↓↓↓
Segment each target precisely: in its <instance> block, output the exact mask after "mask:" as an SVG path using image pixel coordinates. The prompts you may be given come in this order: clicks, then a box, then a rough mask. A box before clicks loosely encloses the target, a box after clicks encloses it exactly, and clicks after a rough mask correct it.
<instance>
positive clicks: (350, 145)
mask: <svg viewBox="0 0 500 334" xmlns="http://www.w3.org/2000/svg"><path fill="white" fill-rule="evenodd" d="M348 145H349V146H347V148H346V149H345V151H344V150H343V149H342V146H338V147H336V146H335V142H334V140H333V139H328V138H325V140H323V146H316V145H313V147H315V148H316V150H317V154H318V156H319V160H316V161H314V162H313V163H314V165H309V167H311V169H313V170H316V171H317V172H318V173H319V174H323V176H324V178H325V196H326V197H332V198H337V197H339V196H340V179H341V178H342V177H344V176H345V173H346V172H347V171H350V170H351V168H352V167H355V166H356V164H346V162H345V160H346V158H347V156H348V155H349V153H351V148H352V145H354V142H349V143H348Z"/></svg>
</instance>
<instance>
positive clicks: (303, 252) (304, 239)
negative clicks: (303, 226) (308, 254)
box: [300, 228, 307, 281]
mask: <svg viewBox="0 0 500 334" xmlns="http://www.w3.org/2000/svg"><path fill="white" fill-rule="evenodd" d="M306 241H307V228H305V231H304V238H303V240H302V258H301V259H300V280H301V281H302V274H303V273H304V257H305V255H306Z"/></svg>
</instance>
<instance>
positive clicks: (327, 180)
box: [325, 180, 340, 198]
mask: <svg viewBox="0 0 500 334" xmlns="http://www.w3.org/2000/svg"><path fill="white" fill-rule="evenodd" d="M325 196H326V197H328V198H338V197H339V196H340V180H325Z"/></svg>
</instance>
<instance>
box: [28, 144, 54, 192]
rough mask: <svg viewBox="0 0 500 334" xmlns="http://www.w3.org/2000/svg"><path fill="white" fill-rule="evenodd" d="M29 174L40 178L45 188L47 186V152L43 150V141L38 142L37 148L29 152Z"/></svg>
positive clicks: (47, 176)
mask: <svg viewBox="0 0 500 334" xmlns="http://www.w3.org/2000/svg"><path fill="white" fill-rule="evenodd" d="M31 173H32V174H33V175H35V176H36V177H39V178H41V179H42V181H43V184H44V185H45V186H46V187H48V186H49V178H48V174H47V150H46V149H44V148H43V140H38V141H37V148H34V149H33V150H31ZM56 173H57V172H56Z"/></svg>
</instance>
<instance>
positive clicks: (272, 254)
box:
↑↑↑
-- TRY IT --
An exact repeat of all the records is required.

-- ANSWER TO THE EXERCISE --
Segment each target precisely: in its <instance> block, output the exact mask after "mask:" as an SVG path using image pixel coordinates. The prompts you may be given come in this order: clicks, then a box, then a rough mask. A box before clicks loosely encloses the target, a box after clicks encloses it exactly, and clicks after a rough mask correct it.
<instance>
positive clicks: (350, 145)
mask: <svg viewBox="0 0 500 334" xmlns="http://www.w3.org/2000/svg"><path fill="white" fill-rule="evenodd" d="M348 145H349V146H347V148H346V149H345V151H344V150H343V149H342V146H338V147H336V146H335V142H334V140H333V139H328V138H325V140H323V146H316V145H313V147H315V148H316V150H317V154H318V156H319V160H316V161H314V162H313V163H314V165H309V167H311V169H313V170H316V171H317V172H318V173H319V174H323V176H324V178H325V196H326V197H332V198H337V197H339V196H340V179H341V178H342V177H344V176H345V173H346V172H347V171H350V170H351V168H352V167H355V166H356V164H346V162H345V160H346V158H347V156H348V155H349V153H351V148H352V145H354V142H349V143H348Z"/></svg>
</instance>
<instance>
positive clicks: (303, 252) (304, 239)
negative clicks: (303, 226) (308, 254)
box: [300, 228, 307, 281]
mask: <svg viewBox="0 0 500 334" xmlns="http://www.w3.org/2000/svg"><path fill="white" fill-rule="evenodd" d="M306 241H307V228H305V231H304V238H303V240H302V258H301V259H300V280H301V281H302V274H303V273H304V257H305V255H306Z"/></svg>
</instance>
<instance>
positive clicks: (327, 180)
box: [325, 180, 340, 198]
mask: <svg viewBox="0 0 500 334" xmlns="http://www.w3.org/2000/svg"><path fill="white" fill-rule="evenodd" d="M325 196H326V197H328V198H338V197H339V196H340V180H325Z"/></svg>
</instance>
<instance>
box: [28, 144, 54, 192]
rough mask: <svg viewBox="0 0 500 334" xmlns="http://www.w3.org/2000/svg"><path fill="white" fill-rule="evenodd" d="M29 174L40 178L45 188L47 186V152L43 150V141L38 142L37 148L29 152Z"/></svg>
positive clicks: (47, 176)
mask: <svg viewBox="0 0 500 334" xmlns="http://www.w3.org/2000/svg"><path fill="white" fill-rule="evenodd" d="M31 173H32V174H33V175H35V176H36V177H39V178H41V179H42V181H43V184H44V185H45V186H46V187H48V186H49V178H48V174H47V150H46V149H44V148H43V140H38V141H37V148H34V149H33V150H31ZM56 173H57V172H56Z"/></svg>
</instance>
<instance>
positive clicks: (272, 254)
box:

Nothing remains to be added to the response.